Work required: Edit everything from the line containing "If you could drop a marker on the bronze" down to the line containing "Target: green grass" so that "bronze statue" becomes "marble statue", and give those lines again with nothing else changed.

[Entries from a pointing dataset]
┄┄┄┄┄┄

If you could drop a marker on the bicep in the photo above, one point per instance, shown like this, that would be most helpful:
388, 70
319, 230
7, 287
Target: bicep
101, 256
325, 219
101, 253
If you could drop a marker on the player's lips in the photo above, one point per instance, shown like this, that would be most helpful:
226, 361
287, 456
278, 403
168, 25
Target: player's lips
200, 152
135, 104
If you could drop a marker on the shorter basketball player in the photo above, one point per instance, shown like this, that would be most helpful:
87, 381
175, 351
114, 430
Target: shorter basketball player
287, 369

┄┄┄┄┄┄

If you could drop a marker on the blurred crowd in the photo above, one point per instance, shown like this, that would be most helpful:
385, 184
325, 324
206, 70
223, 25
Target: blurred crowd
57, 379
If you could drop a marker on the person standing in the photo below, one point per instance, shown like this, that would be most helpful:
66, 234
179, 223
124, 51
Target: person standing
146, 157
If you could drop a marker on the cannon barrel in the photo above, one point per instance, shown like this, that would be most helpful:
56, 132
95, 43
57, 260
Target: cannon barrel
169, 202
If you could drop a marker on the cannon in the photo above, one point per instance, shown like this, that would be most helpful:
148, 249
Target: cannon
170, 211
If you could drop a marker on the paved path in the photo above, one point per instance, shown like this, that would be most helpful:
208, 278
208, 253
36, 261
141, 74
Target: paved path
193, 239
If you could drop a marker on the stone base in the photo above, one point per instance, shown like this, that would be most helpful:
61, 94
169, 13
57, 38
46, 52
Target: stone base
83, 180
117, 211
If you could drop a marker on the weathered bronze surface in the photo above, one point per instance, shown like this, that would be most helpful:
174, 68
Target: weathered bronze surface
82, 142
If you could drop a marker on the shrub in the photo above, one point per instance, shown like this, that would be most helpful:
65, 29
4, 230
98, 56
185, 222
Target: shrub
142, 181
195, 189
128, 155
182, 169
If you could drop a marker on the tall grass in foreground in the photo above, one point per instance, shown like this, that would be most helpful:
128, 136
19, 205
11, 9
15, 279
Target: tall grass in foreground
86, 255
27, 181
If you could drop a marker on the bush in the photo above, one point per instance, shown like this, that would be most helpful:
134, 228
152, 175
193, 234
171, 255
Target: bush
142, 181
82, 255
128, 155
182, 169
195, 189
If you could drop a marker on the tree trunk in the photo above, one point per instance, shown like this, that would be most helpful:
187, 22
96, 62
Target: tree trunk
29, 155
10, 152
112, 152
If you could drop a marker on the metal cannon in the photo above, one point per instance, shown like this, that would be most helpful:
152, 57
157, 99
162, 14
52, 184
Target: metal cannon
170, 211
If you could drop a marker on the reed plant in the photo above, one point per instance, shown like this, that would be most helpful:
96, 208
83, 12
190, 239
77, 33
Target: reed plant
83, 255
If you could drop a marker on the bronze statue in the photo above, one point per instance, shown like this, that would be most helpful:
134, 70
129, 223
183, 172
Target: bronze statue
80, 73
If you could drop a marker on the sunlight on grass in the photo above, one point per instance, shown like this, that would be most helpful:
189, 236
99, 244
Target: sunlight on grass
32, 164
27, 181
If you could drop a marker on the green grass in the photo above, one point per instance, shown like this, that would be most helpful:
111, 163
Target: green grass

┄┄┄┄┄┄

The reply:
If you could drop a marker on the marble statue in the photo above, one point per instance, shown like this, that would be most helpful:
134, 70
129, 223
183, 172
Target: marble statue
80, 73
If you could drop a marker on the sunlight on grass in the photo above, one point per instance, shown like this, that would be most helpful:
189, 236
99, 244
Target: sunlight on grass
32, 164
27, 181
If you could drop a marker on the green grass in the photo above, one point per instance, shown like this, that would be most helpful:
111, 163
Target: green grass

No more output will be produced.